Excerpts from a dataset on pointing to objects
....
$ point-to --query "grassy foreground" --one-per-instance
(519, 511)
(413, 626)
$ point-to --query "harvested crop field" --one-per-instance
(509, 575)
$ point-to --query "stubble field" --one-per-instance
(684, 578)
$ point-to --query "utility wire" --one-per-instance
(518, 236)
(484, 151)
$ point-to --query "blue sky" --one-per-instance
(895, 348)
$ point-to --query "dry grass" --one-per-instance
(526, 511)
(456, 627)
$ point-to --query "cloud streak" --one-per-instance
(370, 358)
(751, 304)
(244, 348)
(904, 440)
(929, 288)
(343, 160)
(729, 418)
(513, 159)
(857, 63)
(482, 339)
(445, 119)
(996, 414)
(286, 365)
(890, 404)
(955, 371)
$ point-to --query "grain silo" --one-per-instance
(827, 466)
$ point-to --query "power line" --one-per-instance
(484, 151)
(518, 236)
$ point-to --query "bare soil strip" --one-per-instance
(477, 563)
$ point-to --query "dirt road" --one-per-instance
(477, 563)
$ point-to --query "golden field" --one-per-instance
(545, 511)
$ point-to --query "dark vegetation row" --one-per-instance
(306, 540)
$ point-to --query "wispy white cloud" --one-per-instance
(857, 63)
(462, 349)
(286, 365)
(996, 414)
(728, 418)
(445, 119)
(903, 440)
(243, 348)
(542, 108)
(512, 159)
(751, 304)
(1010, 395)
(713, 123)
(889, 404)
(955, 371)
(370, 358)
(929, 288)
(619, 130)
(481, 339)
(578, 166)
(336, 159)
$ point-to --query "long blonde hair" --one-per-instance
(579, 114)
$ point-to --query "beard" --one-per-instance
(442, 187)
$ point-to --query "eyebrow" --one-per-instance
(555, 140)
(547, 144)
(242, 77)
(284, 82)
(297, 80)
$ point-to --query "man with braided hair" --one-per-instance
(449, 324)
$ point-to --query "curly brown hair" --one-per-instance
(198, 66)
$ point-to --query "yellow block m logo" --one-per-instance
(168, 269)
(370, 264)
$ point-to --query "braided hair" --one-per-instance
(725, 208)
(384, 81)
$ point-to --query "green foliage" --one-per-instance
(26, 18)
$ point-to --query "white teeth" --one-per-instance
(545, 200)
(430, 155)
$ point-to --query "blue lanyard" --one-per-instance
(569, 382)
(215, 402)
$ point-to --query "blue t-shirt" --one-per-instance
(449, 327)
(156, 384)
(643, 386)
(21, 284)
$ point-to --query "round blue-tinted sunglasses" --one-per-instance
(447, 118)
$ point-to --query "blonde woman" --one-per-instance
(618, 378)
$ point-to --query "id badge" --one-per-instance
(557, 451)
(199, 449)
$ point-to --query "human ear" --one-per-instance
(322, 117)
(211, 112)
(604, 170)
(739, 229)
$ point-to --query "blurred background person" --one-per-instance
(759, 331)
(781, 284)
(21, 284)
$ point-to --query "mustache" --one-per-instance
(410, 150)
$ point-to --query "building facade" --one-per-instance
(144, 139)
....
Count the lines above that contain the word "white", and give only the number.

2